[DATA SECTION]
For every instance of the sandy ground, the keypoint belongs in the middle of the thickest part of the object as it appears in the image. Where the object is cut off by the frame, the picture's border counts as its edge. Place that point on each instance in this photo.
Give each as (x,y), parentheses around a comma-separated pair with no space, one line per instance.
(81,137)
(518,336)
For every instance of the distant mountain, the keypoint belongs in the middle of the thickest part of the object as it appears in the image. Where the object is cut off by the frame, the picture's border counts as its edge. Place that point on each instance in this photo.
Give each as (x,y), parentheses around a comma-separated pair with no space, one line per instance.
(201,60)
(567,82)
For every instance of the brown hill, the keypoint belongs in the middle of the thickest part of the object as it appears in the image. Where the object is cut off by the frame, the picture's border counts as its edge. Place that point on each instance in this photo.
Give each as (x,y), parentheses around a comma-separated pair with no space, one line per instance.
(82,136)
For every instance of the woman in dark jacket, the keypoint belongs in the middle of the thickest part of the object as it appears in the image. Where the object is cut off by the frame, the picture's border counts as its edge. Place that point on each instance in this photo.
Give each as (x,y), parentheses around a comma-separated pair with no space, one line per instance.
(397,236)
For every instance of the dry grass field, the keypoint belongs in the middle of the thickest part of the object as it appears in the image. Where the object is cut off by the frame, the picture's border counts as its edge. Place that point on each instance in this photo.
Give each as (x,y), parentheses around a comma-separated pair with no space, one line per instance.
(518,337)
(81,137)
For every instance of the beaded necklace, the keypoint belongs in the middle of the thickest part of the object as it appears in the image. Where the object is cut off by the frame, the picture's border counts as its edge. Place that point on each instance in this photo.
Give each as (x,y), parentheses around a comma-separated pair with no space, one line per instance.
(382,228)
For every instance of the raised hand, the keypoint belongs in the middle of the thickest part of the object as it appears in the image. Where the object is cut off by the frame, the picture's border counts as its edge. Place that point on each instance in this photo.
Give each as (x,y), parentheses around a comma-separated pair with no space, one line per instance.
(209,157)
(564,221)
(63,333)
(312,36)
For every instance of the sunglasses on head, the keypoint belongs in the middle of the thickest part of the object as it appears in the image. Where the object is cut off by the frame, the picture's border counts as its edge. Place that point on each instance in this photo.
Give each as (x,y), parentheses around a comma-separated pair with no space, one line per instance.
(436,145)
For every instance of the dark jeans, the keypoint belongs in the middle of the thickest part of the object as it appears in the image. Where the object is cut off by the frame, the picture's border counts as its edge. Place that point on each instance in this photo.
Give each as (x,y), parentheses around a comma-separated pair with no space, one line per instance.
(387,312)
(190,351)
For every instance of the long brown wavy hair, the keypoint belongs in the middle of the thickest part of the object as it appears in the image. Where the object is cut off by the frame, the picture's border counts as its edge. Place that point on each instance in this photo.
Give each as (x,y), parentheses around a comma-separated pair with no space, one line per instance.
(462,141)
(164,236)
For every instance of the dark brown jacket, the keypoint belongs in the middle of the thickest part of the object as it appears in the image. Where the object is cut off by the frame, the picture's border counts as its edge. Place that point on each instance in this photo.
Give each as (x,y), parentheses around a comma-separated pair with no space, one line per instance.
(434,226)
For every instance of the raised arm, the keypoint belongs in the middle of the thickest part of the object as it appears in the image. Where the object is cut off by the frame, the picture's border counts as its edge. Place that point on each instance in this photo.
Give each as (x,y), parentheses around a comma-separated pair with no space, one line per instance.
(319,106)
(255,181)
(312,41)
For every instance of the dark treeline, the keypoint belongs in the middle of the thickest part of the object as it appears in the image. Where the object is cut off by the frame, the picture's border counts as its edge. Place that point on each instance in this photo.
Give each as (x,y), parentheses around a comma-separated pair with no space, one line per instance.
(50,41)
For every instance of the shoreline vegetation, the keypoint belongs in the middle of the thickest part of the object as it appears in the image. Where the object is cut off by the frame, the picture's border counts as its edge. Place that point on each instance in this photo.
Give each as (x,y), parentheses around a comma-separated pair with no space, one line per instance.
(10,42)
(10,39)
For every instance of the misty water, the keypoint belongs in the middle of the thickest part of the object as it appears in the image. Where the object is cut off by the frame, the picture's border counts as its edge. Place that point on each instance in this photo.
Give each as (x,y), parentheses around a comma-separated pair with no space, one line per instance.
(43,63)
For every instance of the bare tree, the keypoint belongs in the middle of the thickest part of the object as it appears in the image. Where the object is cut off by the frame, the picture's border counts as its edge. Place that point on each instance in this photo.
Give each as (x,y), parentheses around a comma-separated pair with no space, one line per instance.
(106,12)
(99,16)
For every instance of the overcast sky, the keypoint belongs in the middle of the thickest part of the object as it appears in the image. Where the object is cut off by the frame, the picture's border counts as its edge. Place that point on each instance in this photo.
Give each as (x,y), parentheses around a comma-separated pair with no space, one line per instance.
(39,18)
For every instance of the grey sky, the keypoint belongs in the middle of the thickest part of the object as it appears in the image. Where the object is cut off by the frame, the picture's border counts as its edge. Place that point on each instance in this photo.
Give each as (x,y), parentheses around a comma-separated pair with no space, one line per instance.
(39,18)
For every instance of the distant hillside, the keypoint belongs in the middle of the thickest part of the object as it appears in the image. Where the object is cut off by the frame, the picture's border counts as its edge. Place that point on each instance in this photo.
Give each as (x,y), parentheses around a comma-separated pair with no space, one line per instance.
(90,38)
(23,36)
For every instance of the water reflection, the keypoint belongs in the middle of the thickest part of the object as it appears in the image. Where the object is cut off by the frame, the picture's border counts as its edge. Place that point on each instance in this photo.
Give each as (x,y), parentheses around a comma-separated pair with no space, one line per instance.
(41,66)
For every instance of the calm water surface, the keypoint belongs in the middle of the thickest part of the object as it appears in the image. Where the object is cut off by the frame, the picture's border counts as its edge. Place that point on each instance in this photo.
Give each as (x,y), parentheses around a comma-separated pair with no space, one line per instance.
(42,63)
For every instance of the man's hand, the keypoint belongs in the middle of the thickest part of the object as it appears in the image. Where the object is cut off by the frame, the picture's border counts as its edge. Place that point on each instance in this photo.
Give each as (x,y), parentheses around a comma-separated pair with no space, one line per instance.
[/DATA SECTION]
# REQUIRED WORK
The answer must be every line from the entries above that holds the string "distant".

# EXERCISE SOLUTION
For every instance of the distant mountain, the keypoint belongs in the middle of the thickest part of the object as it appears in the image. Where the object is cut off by the frame, the picture's border counts as its edge. Place that point on each instance in this photo.
For every instance of the distant hillside, the keypoint belongs in the middle of the thickest part of the object as it appears in the image. Where the object is cut off by the frame, the picture's border counts as its edge. Place that point on each instance in this photo.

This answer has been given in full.